(Saved data entries)
---------------

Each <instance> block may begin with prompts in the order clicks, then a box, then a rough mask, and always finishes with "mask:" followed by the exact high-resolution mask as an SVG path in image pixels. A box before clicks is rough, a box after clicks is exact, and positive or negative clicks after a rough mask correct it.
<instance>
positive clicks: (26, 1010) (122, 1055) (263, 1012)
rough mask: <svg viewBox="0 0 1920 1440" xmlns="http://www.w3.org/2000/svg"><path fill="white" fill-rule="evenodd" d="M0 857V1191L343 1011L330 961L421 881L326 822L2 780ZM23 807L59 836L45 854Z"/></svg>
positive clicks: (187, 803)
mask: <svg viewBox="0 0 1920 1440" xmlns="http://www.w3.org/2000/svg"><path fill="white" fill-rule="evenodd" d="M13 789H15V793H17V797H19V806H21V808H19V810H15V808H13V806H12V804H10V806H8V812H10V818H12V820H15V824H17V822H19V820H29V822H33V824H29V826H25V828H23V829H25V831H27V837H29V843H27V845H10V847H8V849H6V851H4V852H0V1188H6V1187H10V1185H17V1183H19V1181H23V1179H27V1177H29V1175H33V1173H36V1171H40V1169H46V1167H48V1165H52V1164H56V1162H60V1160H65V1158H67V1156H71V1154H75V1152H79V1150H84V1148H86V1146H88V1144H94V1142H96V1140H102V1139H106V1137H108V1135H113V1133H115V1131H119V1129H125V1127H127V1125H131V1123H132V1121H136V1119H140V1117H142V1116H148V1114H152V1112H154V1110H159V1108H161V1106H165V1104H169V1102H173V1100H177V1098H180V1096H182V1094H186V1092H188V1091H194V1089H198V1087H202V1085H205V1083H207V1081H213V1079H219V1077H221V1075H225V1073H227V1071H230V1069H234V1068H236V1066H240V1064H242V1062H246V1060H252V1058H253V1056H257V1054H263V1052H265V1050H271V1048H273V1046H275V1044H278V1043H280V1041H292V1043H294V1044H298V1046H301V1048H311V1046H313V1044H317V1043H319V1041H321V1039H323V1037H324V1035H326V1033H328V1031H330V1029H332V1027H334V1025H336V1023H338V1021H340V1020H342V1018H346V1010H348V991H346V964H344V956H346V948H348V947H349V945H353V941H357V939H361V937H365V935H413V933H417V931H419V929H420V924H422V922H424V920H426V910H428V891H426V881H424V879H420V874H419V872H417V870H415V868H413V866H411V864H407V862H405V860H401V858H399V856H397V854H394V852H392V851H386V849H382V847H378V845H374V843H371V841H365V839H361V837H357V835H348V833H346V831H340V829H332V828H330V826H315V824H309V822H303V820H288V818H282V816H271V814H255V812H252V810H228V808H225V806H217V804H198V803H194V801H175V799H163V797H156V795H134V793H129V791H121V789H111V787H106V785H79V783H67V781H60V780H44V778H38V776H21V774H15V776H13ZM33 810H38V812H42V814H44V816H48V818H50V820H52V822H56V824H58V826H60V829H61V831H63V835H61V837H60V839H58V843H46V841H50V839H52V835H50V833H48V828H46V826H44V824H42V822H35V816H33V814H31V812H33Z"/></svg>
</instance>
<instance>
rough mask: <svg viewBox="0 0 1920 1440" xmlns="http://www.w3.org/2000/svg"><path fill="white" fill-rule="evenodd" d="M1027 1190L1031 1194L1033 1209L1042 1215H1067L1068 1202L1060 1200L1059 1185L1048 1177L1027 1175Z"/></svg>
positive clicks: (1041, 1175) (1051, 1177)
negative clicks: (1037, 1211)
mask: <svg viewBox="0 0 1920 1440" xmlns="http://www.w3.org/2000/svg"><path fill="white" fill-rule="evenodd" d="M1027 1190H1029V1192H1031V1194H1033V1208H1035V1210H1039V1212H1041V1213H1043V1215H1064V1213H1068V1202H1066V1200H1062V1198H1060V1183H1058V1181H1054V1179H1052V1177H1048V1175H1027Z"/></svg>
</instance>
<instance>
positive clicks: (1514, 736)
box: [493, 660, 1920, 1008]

---------------

WHAT YOU HAVE TO DO:
Reproduce all of the data above word for word.

ANSWER TO THIS TASK:
Each <instance> block may begin with prompts in the order clicks, then a box, then a rough mask, and always finishes with "mask:" followed by the exact high-resolution mask as an SVG path in image pixels. A box before clicks is rough, a box after clicks is exact, and positive or negative clicks after a rough mask correct it.
<instance>
positive clicks: (26, 1010) (122, 1055) (263, 1012)
rough mask: <svg viewBox="0 0 1920 1440" xmlns="http://www.w3.org/2000/svg"><path fill="white" fill-rule="evenodd" d="M0 857V1191L343 1011L330 961L421 881L326 822L2 780ZM23 807L59 836L45 854Z"/></svg>
positive clicks: (187, 803)
mask: <svg viewBox="0 0 1920 1440" xmlns="http://www.w3.org/2000/svg"><path fill="white" fill-rule="evenodd" d="M13 789H15V793H17V797H19V806H21V808H19V810H15V808H13V806H12V804H10V806H8V812H10V818H12V820H15V824H17V822H19V820H29V822H33V824H29V826H25V828H23V829H25V831H27V837H29V843H27V845H10V847H8V849H6V851H4V852H0V1188H6V1187H10V1185H17V1183H19V1181H23V1179H27V1177H29V1175H33V1173H36V1171H40V1169H46V1167H48V1165H52V1164H56V1162H60V1160H65V1158H67V1156H71V1154H75V1152H79V1150H84V1148H86V1146H88V1144H94V1142H96V1140H102V1139H106V1137H108V1135H113V1133H115V1131H119V1129H125V1127H127V1125H131V1123H132V1121H136V1119H140V1117H142V1116H148V1114H152V1112H154V1110H159V1108H161V1106H165V1104H169V1102H173V1100H177V1098H180V1096H182V1094H186V1092H188V1091H194V1089H198V1087H202V1085H205V1083H207V1081H213V1079H219V1077H221V1075H225V1073H227V1071H230V1069H234V1068H236V1066H240V1064H242V1062H246V1060H252V1058H253V1056H257V1054H263V1052H265V1050H271V1048H273V1046H275V1044H278V1043H280V1041H292V1043H294V1044H298V1046H301V1048H311V1046H313V1044H317V1043H319V1041H321V1039H323V1037H324V1035H326V1033H328V1031H330V1029H332V1027H334V1025H336V1023H338V1021H340V1020H342V1018H346V1010H348V991H346V964H344V956H346V948H348V947H349V945H353V941H357V939H361V937H365V935H413V933H417V931H419V929H420V924H422V922H424V920H426V910H428V891H426V881H424V879H420V874H419V872H417V870H415V868H413V866H411V864H407V862H405V860H401V858H399V856H397V854H394V852H392V851H386V849H382V847H378V845H374V843H371V841H365V839H361V837H357V835H348V833H346V831H340V829H332V828H330V826H315V824H309V822H303V820H288V818H282V816H271V814H255V812H252V810H228V808H225V806H217V804H198V803H194V801H175V799H163V797H156V795H134V793H129V791H121V789H111V787H106V785H79V783H67V781H60V780H44V778H38V776H21V774H15V776H13ZM33 810H38V812H42V814H44V816H48V818H50V820H52V822H56V824H58V826H60V829H61V831H63V835H61V837H60V839H58V843H46V841H50V839H52V835H50V833H48V828H46V826H44V824H42V822H35V816H33V814H31V812H33Z"/></svg>
</instance>
<instance>
rough mask: <svg viewBox="0 0 1920 1440" xmlns="http://www.w3.org/2000/svg"><path fill="white" fill-rule="evenodd" d="M1027 1190L1031 1194L1033 1209L1042 1215H1067L1068 1202L1060 1200L1059 1185L1048 1177L1027 1175Z"/></svg>
positive clicks: (1041, 1175) (1051, 1177)
negative clicks: (1037, 1211)
mask: <svg viewBox="0 0 1920 1440" xmlns="http://www.w3.org/2000/svg"><path fill="white" fill-rule="evenodd" d="M1027 1190H1029V1192H1031V1194H1033V1208H1035V1210H1039V1212H1041V1213H1043V1215H1064V1213H1068V1202H1066V1200H1062V1198H1060V1183H1058V1181H1054V1179H1052V1177H1048V1175H1027Z"/></svg>
</instance>
<instance>
positive clicks: (1514, 736)
box: [493, 660, 1920, 1008]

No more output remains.